■ SOURCE DATA
Segment Open

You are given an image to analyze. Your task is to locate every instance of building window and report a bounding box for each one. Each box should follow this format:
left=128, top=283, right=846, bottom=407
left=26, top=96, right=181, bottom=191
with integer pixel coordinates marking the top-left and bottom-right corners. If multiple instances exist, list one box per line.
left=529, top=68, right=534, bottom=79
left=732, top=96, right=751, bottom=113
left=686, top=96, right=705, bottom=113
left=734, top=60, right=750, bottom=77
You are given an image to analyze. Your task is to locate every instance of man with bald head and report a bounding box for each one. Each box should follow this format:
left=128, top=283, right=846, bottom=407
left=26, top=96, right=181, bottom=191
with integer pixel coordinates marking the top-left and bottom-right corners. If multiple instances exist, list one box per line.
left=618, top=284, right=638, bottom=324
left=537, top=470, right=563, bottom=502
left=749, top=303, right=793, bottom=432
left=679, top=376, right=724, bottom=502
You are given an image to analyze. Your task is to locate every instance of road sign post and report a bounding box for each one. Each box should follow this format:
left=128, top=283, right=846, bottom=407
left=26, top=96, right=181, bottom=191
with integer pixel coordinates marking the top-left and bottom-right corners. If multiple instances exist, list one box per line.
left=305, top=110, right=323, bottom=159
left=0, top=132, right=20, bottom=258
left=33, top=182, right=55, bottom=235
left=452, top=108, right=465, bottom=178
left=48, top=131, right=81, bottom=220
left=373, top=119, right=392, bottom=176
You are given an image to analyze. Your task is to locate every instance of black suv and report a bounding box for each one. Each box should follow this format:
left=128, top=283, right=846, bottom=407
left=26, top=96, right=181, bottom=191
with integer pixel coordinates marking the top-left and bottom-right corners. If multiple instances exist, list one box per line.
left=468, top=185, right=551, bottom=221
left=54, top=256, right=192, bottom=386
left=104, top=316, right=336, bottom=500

Segment Closed

Retype all of the data shown above, word for word.

■ EXPECTED ANSWER
You are given an image to analyze. Your task is to locate every instance of building window and report a bounding box for each one. Each box should follow this format:
left=128, top=283, right=846, bottom=407
left=26, top=96, right=181, bottom=191
with integer pixel coordinates marking the top-left and bottom-right corners. If multiple instances exist, list one box per line.
left=529, top=68, right=534, bottom=79
left=732, top=96, right=751, bottom=113
left=686, top=96, right=705, bottom=113
left=734, top=60, right=750, bottom=77
You are given an image to analyze. Your task is to locate every instance of man with bald head and report a bounding box for each one. Each box should follow this format:
left=128, top=283, right=846, bottom=407
left=26, top=96, right=181, bottom=191
with integer pixel coordinates marking the top-left and bottom-right corners. If multiple instances exist, list one box per line.
left=618, top=284, right=638, bottom=324
left=537, top=470, right=563, bottom=502
left=749, top=303, right=793, bottom=432
left=679, top=376, right=724, bottom=502
You are given an image to analyze. Your task is to locate every instance of road sign post and report a bounding box for each one. Each box should follow this format:
left=128, top=283, right=846, bottom=407
left=26, top=96, right=181, bottom=191
with integer pixel coordinates marking the top-left and bottom-right corners. If multiple instances exist, list one box per line.
left=305, top=110, right=323, bottom=159
left=0, top=132, right=20, bottom=258
left=33, top=182, right=55, bottom=235
left=452, top=108, right=465, bottom=178
left=48, top=131, right=81, bottom=220
left=373, top=119, right=392, bottom=176
You are given an image to analyze. Your task is to locate every instance of black suv and report a bounding box for each one. Each box should follow this format:
left=128, top=283, right=846, bottom=407
left=26, top=96, right=181, bottom=191
with integer pixel coordinates marking the top-left and bottom-right corners. If multiple instances exist, list one box per line.
left=468, top=185, right=551, bottom=221
left=54, top=256, right=192, bottom=386
left=104, top=316, right=336, bottom=500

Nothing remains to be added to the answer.